Assigned task »
Copy word for word, and only, the lines below from the one with "Objective - one point per instance of the cabinet" through the last.

Input »
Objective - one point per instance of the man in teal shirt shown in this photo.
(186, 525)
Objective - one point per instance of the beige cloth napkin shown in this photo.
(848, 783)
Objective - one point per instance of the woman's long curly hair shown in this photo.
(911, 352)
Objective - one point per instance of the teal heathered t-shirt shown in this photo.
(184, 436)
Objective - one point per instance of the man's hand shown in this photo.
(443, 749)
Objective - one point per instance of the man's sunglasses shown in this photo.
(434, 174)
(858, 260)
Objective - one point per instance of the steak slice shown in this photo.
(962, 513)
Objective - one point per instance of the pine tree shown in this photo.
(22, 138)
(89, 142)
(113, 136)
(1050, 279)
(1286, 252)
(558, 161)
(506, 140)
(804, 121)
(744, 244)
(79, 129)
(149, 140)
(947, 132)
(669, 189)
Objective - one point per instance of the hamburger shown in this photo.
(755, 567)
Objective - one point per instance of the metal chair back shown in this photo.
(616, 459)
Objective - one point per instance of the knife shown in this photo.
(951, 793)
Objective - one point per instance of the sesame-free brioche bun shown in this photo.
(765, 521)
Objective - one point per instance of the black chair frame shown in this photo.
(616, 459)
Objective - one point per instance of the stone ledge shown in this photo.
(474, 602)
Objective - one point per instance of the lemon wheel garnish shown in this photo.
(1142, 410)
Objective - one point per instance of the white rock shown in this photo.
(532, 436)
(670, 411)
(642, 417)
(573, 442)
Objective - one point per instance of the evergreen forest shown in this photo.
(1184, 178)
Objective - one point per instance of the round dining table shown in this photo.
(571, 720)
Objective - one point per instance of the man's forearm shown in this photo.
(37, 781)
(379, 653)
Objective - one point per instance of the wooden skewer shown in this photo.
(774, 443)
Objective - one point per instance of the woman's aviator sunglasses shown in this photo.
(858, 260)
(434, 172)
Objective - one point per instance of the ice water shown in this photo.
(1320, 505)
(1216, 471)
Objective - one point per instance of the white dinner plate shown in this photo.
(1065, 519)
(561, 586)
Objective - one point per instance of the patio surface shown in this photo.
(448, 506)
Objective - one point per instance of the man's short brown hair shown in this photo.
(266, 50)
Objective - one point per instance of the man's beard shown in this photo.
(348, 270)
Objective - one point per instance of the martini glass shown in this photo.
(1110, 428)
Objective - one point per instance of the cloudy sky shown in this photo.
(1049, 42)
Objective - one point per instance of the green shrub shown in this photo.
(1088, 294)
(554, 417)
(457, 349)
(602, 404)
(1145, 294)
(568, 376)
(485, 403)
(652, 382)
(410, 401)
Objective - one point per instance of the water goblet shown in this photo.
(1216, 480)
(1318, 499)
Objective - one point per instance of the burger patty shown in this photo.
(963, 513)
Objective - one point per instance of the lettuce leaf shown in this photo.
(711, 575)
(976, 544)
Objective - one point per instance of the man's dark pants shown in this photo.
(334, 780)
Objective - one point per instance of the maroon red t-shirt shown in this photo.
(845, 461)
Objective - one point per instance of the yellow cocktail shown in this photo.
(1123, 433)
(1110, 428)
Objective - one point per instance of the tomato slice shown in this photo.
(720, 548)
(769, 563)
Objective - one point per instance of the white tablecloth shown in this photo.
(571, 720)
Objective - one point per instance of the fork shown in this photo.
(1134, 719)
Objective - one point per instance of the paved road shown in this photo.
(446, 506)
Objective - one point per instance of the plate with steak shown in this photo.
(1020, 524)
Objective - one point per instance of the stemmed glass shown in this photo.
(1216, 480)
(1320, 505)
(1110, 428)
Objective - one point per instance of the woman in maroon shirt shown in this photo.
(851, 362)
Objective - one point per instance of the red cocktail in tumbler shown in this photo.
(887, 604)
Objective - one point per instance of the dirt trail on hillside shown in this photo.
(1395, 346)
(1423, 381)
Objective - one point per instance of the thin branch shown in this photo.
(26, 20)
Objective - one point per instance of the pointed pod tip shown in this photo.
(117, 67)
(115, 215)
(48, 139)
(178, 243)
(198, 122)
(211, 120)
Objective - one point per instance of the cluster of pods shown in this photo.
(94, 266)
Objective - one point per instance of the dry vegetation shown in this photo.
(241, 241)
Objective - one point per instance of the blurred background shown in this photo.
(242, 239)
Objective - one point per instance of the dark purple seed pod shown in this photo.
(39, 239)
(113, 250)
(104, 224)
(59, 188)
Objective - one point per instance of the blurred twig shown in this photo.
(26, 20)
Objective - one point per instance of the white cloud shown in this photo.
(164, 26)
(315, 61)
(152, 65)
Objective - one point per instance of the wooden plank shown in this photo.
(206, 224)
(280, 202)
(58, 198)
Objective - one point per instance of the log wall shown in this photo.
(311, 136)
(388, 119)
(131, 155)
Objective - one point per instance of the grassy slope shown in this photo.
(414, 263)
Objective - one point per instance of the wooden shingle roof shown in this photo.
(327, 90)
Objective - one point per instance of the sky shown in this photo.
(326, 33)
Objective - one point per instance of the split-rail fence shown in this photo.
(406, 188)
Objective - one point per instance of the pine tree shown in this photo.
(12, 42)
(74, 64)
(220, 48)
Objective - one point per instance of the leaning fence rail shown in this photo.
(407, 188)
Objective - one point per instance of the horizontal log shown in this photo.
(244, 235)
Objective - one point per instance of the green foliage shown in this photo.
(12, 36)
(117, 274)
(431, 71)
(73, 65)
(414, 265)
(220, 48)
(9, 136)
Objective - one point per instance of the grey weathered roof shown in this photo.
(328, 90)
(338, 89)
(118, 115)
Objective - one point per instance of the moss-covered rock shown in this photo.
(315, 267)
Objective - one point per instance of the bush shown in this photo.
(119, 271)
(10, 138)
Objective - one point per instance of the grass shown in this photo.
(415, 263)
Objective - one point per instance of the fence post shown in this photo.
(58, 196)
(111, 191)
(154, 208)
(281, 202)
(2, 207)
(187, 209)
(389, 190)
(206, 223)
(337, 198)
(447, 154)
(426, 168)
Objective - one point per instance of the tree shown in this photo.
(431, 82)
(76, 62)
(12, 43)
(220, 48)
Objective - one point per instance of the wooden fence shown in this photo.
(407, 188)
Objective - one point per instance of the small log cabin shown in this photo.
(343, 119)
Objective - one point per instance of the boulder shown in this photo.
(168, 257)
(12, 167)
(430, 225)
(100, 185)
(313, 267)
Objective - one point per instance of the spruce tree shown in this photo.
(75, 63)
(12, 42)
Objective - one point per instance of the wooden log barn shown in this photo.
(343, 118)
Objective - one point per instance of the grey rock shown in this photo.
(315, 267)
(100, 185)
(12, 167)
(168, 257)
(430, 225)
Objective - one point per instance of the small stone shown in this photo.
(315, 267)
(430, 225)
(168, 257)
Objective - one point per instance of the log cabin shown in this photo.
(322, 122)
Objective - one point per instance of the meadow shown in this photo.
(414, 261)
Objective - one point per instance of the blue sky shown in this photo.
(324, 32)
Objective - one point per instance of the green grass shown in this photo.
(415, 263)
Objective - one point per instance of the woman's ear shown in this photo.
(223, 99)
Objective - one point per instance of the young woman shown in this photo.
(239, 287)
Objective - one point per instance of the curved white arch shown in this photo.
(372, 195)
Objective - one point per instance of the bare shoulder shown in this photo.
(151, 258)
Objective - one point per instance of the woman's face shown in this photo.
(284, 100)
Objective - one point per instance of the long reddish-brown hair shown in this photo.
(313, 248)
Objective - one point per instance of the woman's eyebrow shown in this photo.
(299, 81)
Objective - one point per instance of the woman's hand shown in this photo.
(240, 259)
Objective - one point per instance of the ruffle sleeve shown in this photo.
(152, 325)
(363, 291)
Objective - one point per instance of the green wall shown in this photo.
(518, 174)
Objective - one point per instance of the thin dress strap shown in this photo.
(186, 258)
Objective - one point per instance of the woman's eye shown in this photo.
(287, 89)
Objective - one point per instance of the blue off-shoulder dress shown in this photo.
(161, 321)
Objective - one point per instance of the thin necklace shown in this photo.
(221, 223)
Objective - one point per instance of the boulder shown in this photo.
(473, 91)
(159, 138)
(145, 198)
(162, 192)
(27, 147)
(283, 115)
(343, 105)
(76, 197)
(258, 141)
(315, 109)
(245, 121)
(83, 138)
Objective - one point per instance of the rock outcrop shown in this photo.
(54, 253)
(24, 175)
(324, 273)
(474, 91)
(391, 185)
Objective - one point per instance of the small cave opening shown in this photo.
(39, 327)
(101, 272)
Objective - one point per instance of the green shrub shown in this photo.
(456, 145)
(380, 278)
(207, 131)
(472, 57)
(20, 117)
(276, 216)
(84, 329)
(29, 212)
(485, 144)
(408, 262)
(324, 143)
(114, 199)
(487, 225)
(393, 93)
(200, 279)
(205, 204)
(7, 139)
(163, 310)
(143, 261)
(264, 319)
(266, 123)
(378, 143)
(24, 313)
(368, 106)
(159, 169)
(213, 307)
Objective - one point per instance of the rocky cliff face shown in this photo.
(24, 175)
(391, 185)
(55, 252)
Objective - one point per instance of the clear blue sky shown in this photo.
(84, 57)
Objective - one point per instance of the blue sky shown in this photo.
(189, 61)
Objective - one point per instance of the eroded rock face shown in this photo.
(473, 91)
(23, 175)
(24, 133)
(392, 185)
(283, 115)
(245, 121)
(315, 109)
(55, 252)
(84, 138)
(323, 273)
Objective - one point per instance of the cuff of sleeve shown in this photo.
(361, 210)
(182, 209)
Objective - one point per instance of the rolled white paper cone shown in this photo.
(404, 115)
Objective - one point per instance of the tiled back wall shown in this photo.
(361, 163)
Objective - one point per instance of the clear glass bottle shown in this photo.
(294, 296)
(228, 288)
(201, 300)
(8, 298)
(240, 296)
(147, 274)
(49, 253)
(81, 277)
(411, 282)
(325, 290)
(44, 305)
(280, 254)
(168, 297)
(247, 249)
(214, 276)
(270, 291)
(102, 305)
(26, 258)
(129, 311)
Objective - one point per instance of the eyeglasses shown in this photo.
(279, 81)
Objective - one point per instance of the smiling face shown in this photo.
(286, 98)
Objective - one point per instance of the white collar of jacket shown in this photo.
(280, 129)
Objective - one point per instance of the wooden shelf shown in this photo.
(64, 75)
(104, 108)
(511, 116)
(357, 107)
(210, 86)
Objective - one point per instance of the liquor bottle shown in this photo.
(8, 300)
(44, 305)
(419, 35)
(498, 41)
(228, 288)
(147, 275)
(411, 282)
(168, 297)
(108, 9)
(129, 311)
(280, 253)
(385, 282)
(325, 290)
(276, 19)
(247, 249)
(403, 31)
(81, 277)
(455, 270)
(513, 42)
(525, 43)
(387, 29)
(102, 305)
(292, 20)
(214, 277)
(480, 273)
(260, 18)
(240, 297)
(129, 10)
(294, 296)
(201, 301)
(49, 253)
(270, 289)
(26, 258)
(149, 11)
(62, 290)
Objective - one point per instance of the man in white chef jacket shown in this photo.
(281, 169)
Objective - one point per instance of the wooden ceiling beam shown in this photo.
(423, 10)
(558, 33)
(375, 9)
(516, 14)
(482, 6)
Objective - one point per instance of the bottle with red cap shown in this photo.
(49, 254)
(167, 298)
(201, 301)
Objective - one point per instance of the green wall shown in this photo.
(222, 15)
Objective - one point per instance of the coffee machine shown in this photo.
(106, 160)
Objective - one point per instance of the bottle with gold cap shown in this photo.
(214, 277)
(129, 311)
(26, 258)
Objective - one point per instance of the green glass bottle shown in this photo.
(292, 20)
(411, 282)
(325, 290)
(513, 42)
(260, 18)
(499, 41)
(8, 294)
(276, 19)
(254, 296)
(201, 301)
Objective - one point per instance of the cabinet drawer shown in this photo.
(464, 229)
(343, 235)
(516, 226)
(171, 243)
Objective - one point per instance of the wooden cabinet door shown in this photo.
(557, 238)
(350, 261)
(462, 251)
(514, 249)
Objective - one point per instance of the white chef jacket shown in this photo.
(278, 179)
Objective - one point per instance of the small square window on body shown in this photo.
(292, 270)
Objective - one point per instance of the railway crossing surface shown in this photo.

Solution below »
Objective - one point per instance of the cabinet drawer shown in this photo.
(464, 229)
(343, 235)
(516, 226)
(171, 243)
Objective - one point per instance of the wooden cabinet door shown in this photo.
(557, 238)
(350, 261)
(462, 251)
(514, 249)
Objective - one point per instance of the white chef jacket shown in this photo.
(278, 179)
Objective - one point per instance of the small square window on body shown in this photo.
(292, 270)
Objective - one point per instance of the railway crossing surface shown in this photo.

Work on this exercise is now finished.